**MATERIAL SHOWN:**
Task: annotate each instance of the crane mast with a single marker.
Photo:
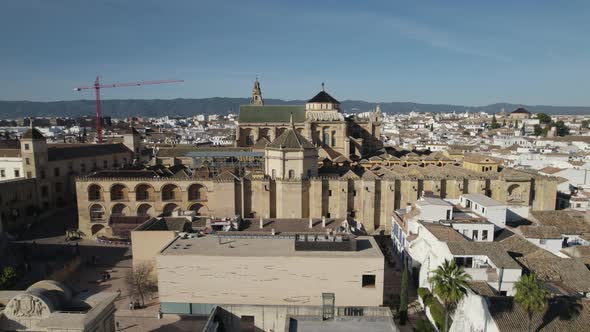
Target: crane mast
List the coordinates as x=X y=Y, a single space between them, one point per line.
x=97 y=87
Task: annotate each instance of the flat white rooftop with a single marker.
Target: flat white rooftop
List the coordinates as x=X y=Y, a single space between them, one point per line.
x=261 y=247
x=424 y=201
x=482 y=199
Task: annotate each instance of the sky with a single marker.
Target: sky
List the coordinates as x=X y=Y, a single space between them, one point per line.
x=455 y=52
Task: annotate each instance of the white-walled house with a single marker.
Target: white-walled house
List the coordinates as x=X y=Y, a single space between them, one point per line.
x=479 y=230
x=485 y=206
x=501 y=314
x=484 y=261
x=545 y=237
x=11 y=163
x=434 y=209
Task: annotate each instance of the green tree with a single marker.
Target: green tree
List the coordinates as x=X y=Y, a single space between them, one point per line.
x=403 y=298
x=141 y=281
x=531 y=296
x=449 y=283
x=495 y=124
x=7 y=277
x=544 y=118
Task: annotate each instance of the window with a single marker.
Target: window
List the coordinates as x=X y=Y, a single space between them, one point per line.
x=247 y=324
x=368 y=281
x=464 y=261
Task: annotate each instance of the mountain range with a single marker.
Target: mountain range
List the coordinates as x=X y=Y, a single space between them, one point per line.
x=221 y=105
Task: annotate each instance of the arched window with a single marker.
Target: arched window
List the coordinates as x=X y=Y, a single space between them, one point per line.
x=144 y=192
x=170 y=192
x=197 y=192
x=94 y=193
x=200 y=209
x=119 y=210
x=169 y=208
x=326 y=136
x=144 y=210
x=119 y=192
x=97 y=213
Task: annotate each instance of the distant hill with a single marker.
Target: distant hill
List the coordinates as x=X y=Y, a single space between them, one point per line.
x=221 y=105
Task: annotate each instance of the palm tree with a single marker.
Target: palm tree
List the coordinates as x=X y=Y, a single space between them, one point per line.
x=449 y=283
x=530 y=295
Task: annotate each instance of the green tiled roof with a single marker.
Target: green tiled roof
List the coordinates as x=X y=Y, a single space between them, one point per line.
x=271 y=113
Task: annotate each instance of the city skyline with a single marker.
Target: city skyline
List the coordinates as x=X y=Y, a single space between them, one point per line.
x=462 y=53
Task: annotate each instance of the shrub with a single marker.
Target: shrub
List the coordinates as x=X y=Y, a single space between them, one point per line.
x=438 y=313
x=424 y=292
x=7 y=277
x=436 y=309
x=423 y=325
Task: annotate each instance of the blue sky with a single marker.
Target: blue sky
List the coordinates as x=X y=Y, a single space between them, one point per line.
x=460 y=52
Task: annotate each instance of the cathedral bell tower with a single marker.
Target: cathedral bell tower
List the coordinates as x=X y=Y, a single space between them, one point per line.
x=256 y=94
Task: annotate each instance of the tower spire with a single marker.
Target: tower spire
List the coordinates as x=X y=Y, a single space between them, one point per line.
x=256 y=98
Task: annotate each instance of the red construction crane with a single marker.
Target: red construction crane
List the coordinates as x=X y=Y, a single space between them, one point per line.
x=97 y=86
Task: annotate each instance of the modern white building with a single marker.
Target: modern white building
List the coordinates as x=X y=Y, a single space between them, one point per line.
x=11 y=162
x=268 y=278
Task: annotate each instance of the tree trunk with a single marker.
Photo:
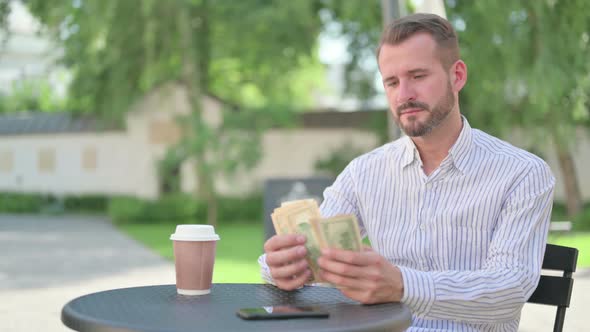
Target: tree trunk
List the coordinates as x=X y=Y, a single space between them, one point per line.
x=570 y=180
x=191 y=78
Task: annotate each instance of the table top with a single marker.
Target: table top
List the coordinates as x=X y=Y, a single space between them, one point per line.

* * *

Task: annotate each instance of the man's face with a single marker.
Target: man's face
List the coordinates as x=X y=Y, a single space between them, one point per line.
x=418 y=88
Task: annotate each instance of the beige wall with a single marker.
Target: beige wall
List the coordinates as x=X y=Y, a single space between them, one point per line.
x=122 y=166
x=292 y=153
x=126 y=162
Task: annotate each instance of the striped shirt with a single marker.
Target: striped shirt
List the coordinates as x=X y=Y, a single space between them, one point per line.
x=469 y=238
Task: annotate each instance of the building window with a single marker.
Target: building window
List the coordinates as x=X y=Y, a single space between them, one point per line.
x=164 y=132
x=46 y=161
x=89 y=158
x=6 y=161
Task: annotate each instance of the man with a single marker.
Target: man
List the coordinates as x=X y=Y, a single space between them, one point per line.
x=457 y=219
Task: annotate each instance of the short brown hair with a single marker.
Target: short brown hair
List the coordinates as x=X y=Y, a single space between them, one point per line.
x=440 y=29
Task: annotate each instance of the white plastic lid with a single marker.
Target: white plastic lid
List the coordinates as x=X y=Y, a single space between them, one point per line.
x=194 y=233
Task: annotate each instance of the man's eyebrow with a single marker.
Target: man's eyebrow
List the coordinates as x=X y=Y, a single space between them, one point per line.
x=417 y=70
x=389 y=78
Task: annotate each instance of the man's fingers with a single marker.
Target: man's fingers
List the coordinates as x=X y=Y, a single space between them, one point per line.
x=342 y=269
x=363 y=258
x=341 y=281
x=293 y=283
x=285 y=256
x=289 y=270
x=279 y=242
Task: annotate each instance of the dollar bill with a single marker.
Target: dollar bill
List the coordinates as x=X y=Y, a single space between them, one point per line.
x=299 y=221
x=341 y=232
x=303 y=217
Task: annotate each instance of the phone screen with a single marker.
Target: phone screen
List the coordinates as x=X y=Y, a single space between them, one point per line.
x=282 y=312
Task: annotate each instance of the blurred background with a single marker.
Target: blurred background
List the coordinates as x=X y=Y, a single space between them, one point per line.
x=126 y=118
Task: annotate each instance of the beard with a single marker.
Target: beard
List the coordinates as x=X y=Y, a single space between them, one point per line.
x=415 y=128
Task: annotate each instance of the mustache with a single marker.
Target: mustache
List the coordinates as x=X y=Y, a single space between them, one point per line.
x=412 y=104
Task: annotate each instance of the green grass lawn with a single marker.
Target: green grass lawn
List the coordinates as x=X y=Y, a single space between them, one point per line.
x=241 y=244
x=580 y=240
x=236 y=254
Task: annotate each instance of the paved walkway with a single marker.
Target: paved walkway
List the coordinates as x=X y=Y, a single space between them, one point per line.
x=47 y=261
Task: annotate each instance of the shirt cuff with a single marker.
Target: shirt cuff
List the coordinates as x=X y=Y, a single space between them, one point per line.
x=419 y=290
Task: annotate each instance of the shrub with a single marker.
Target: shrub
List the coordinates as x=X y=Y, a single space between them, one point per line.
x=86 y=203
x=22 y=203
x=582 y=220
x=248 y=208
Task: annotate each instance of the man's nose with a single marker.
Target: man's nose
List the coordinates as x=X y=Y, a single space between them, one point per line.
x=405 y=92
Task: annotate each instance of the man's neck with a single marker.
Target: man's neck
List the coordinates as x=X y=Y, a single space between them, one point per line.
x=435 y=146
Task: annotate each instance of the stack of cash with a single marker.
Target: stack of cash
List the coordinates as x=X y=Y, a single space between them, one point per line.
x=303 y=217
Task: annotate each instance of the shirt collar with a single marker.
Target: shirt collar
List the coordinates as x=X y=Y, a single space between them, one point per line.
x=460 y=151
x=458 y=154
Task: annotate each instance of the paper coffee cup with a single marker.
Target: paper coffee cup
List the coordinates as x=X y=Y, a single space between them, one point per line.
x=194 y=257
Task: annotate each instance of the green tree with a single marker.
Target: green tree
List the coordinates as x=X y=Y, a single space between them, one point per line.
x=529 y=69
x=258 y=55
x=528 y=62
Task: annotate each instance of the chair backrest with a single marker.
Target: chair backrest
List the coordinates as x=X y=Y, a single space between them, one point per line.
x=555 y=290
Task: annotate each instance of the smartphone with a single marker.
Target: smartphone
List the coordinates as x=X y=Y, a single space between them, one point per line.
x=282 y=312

**TASK GOAL:** Using the listing above, copy exactly the line that contains "Task: annotate each instance of the stack", the line that contains "Target: shirt collar", and each line that falls between them.

**SOLUTION TO THE EXERCISE:**
Task: annotate each instance of the stack of cash with a single marker.
Target: stack of cash
List the coordinates as x=X y=Y, a single space between them, one point per line.
x=303 y=217
Task: annotate each instance of the shirt collar with a single marker.
Target: shirt collar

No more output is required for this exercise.